• Task statement: Reproduce word for word the part of the compiler write-up that runs from "Semantic analysis symbol" up to and including "easy to implement.".

• Text section:
In the next section I will discuss the type system and semantic analysis in its current state, but before that I would also like to briefly mention that there are some new options in the compiler that allow us to visualize the data structures of intermediate data structures:

Usage: bdl [options] <filename filename ...>

        -h              Show usage.
        -p [l|p|s|t]    Print mode for [l]exing, [p]arsing, [s]emantic analysis, symbol [t]ables.

The compiler generates plain text files that when applicable, can be fed to graphviz to generate nice plots to help us debug and understand our code. For example, for the initial code snippet with the fibonacci function:

(def a:s64 1)

(fun fib (n: s64): s64
    (if (<= n 2)
        1
        (+ (fib (- n 1)) (fib (- n 2)))))

(fib a)

Lexing:

[   1:1    ] LPAREN
[   1:2    ] DEF
[   1:6    ] SYMBOL -> a
[   1:7    ] COLON
[   1:8    ] SYMBOL -> s64
[   1:12   ] NUMBER -> 10
[   1:14   ] RPAREN
[   3:1    ] LPAREN
[   3:2    ] FUN
[   3:6    ] SYMBOL -> fib
[   3:10   ] LPAREN
[   3:11   ] SYMBOL -> n
[   3:12   ] COLON
[   3:14   ] SYMBOL -> s64
[   3:17   ] RPAREN
[   3:18   ] COLON
[   3:20   ] SYMBOL -> s64
[   4:5    ] LPAREN
[   4:6    ] IF
[   4:9    ] LPAREN
[   4:10   ] LE
[   4:13   ] SYMBOL -> n
[   4:15   ] NUMBER -> 2
[   4:16   ] RPAREN
[   5:9    ] NUMBER -> 1
[   6:9    ] LPAREN
[   6:10   ] ADD
[   6:12   ] LPAREN
[   6:13   ] SYMBOL -> fib
[   6:17   ] LPAREN
[   6:18   ] SUB
[   6:20   ] SYMBOL -> n
[   6:22   ] NUMBER -> 1
[   6:23   ] RPAREN
[   6:24   ] RPAREN
[   6:26   ] LPAREN
[   6:27   ] SYMBOL -> fib
[   6:31   ] LPAREN
[   6:32   ] SUB
[   6:34   ] SYMBOL -> n
[   6:36   ] NUMBER -> 2
[   6:37   ] RPAREN
[   6:38   ] RPAREN
[   6:39   ] RPAREN
[   6:40   ] RPAREN
[   6:41   ] RPAREN
[   8:1    ] LPAREN
[   8:2    ] SYMBOL -> fib
[   8:6    ] SYMBOL -> a
[   8:7    ] RPAREN
[   9:1    ] EOF

Parsing:

Parse tree example

Semantic analysis tree:

Parse tree example after semantic analysis/type annotation

Semantic analysis symbol tables:

Symbol table example

The idea for these visualizations came from this Twitter thread and I am so happy I discovered it. These visualizations already helped me find a number of bugs during development and they where pretty easy to implement.

• Dataset section:
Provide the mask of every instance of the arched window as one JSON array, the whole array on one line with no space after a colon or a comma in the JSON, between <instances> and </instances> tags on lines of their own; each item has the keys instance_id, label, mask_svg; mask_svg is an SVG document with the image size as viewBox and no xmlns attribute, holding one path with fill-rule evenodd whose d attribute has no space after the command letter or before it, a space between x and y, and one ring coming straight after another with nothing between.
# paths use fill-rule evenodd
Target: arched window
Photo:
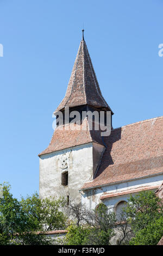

• Exercise response:
Semantic analysis symbol tables:

Symbol table example

The idea for these visualizations came from this Twitter thread and I am so happy I discovered it. These visualizations already helped me find a number of bugs during development and they where pretty easy to implement.